— What to work on —
Please write out every line of the listing below as a numbered list, skipping any blank lines.

● ● ● ● ● ● ●

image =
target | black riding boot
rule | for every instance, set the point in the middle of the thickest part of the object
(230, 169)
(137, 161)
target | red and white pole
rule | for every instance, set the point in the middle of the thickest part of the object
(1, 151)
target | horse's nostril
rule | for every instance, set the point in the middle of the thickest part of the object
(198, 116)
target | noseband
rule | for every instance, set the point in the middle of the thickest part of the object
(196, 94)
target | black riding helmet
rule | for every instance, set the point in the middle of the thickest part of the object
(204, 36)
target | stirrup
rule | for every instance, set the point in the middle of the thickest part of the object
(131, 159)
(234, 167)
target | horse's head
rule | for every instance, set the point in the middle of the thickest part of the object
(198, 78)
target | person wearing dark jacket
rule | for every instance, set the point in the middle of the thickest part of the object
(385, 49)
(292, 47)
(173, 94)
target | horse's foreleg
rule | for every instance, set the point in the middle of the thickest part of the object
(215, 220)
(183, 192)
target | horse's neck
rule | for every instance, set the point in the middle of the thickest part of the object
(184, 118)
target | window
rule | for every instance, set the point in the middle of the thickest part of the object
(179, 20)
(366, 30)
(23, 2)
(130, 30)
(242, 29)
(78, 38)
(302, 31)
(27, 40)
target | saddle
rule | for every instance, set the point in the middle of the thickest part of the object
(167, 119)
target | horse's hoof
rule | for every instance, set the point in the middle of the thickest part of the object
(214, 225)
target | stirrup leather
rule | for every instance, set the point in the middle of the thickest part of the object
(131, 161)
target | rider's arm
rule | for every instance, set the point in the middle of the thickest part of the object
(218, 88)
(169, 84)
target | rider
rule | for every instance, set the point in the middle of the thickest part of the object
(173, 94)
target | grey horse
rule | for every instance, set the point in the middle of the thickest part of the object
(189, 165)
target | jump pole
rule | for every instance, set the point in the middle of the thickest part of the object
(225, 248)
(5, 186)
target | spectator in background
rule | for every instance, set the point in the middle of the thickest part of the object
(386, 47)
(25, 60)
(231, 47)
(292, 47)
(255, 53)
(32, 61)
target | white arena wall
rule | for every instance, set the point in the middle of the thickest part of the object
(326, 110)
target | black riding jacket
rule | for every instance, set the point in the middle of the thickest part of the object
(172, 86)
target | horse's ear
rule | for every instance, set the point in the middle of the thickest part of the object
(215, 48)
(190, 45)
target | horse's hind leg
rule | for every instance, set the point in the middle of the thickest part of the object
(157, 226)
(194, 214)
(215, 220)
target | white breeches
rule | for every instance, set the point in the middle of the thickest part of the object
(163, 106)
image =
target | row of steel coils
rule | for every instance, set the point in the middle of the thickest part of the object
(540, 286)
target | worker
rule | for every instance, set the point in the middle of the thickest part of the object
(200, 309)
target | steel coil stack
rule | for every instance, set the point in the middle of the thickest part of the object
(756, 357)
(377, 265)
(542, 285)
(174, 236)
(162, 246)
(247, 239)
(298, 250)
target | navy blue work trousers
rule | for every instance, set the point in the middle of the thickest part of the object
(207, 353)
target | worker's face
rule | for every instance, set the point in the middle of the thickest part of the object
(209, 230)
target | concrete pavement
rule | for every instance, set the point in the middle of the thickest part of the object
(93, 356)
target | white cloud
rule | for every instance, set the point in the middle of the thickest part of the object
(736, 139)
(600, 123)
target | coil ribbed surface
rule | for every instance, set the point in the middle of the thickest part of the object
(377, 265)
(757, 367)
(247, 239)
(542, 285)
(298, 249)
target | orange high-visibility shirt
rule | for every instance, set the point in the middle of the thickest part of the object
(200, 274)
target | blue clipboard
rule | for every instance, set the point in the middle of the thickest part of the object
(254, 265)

● ● ● ● ● ● ●

— Reply to the exercise —
1. image =
2. target | black riding boot
3. rule | for every instance, set the point in the middle of the thickest part of the object
4. (230, 169)
5. (137, 161)
6. target | red and white pole
7. rule | for every instance, set the point in the middle of the thickest part of the object
8. (1, 151)
9. target | horse's nostril
10. rule | for every instance, set the point in the middle of the thickest part of the object
11. (198, 116)
12. target | noseband
13. rule | for every instance, set the point in the middle of the thickest part of the object
14. (196, 94)
15. target | black riding helmet
16. rule | for every instance, set the point in the middle of the thickest part of the object
17. (204, 36)
18. target | stirrup
19. rule | for every instance, set the point in the middle of the thickest part of the object
20. (131, 159)
21. (234, 167)
22. target | horse's head
23. rule | for every instance, set the point in the middle of the thickest part of the object
24. (198, 78)
25. target | person wearing dark jacket
26. rule | for every instance, set the point in the middle of the thickest part of the object
27. (385, 49)
28. (292, 47)
29. (173, 94)
30. target | horse's foreleg
31. rule | for every instance, set the point in the middle of the thickest part of the object
32. (215, 220)
33. (183, 192)
34. target | horse's neck
35. rule | for every instance, set the point in the middle of the thickest part of the object
36. (184, 118)
37. target | window
38. rule | for every instance, set the point in the middle of the thickest part of the object
39. (179, 20)
40. (366, 30)
41. (23, 2)
42. (130, 30)
43. (242, 29)
44. (78, 38)
45. (302, 31)
46. (27, 40)
47. target | saddle
48. rule | for every instance, set the point in the middle of the thickest part of the object
49. (167, 119)
50. target | horse's hoof
51. rule | for every instance, set the point in the middle of the thickest part of the object
52. (214, 225)
53. target | stirrup leather
54. rule | for every instance, set the point in the middle of the thickest part of the object
55. (131, 161)
56. target | rider's arm
57. rule | for every instance, set the point in the middle of the thickest part of the object
58. (218, 88)
59. (169, 84)
60. target | rider
61. rule | for every instance, set the point in the middle of the thickest part of the object
62. (173, 94)
63. target | grey horse
64. rule | for every instance, set the point in the middle of the thickest part of the object
65. (189, 165)
66. target | jump pole
67. rule | for every instance, set the point in the middle of the thickest part of the object
68. (225, 248)
69. (5, 186)
70. target | spectator in background
71. rule | for every instance, set the point in the middle of the thickest part of the object
72. (386, 47)
73. (25, 60)
74. (231, 47)
75. (292, 47)
76. (255, 53)
77. (32, 61)
78. target | white arena wall
79. rule | for every instance, set the point in the middle of the thickest part of the object
80. (326, 110)
81. target | black riding jacket
82. rule | for every instance, set the point in the middle of the thickest part of the object
83. (172, 86)
84. target | horse's ear
85. rule | for every instance, set the point in the middle of the thickest part of the object
86. (215, 48)
87. (190, 45)
88. target | horse's hind leg
89. rule | for every instance, set the point in the middle of the thickest part of the object
90. (157, 226)
91. (194, 214)
92. (215, 220)
93. target | white breeches
94. rule | for every instance, set the point in the middle of the thickest part of the object
95. (163, 106)
96. image =
97. target | row of steel coils
98. rule | for every instance, set the point in the middle of the thickest part of the object
99. (540, 286)
100. target | worker
101. rule | for every instance, set the point in the middle of the thickest part of the object
102. (200, 309)
103. target | steel coil stack
104. rule | for every instance, set the point in the middle of the thickest part of the object
105. (756, 357)
106. (377, 265)
107. (542, 285)
108. (174, 236)
109. (162, 246)
110. (247, 239)
111. (298, 250)
112. target | navy blue work trousers
113. rule | for every instance, set the point in the middle of the thickest part of the object
114. (207, 353)
115. target | worker's face
116. rule | for every instance, set the point in the middle of the thickest part of the object
117. (209, 230)
118. target | concrete pavement
119. rule | for every instance, set the point in the middle of the thickest part of the object
120. (93, 356)
121. target | white cloud
122. rule | for every instance, set the point in the middle of the thickest part of the object
123. (736, 139)
124. (600, 123)
125. target | coil ribbed surface
126. rule | for every instance, set the point in the middle of the thickest part of the object
127. (377, 265)
128. (757, 367)
129. (247, 239)
130. (542, 285)
131. (298, 249)
132. target | orange high-visibility shirt
133. rule | for every instance, set the point in the middle of the thickest part of the object
134. (200, 274)
135. target | blue clipboard
136. rule | for every instance, set the point in the middle of the thickest part of the object
137. (254, 265)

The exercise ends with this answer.